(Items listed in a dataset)

------------------------------

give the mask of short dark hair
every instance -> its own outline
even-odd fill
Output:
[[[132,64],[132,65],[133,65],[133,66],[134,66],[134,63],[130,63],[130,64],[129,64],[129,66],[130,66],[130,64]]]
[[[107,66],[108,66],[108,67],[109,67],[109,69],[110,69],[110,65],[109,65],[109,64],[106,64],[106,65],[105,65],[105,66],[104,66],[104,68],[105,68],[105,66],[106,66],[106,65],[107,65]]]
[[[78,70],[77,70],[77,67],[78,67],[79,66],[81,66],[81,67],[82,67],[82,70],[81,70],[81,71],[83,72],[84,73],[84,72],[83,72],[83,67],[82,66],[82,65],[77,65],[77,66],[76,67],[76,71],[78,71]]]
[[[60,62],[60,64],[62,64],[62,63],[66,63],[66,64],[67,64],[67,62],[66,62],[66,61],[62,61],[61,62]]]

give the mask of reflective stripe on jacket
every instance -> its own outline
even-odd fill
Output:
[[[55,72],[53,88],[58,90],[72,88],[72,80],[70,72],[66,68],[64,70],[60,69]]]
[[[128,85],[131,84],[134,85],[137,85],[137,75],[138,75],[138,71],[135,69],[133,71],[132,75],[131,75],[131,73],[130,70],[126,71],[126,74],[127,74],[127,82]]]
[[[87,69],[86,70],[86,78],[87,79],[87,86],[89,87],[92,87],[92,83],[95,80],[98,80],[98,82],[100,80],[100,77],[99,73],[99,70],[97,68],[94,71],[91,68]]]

------------------------------

■ Stated goal
Copy the data above exactly. Every line must be included.

■ The response
give the mask of short dark hair
every instance -> its own outline
even-odd fill
Output:
[[[132,64],[132,65],[133,65],[133,66],[134,66],[134,63],[130,63],[130,64],[129,64],[129,66],[130,66],[130,64]]]
[[[107,66],[108,66],[108,67],[109,67],[109,69],[110,69],[110,65],[109,65],[109,64],[106,64],[106,65],[105,65],[105,66],[104,66],[104,68],[105,68],[105,66],[106,66],[106,65],[107,65]]]
[[[78,70],[77,70],[77,67],[78,67],[79,66],[81,66],[81,67],[82,67],[82,70],[81,70],[81,71],[83,72],[84,73],[84,72],[83,72],[83,67],[82,66],[82,65],[77,65],[77,66],[76,67],[76,71],[78,71]]]
[[[60,62],[60,64],[62,64],[62,63],[66,63],[66,64],[67,64],[67,62],[66,62],[66,61],[62,61],[61,62]]]

give the mask of reflective stripe on jacket
every instance -> its own outline
even-odd fill
Output:
[[[55,72],[53,88],[58,90],[72,88],[72,80],[70,72],[66,68],[64,70],[60,69]]]
[[[128,85],[131,84],[134,85],[137,85],[137,75],[138,75],[138,71],[135,69],[133,71],[132,75],[131,75],[131,73],[130,70],[126,71],[126,74],[127,74],[127,82]]]
[[[87,69],[86,70],[86,78],[87,79],[87,86],[89,87],[92,87],[92,83],[95,80],[98,80],[98,82],[100,80],[100,77],[99,73],[99,70],[97,68],[94,71],[91,68]]]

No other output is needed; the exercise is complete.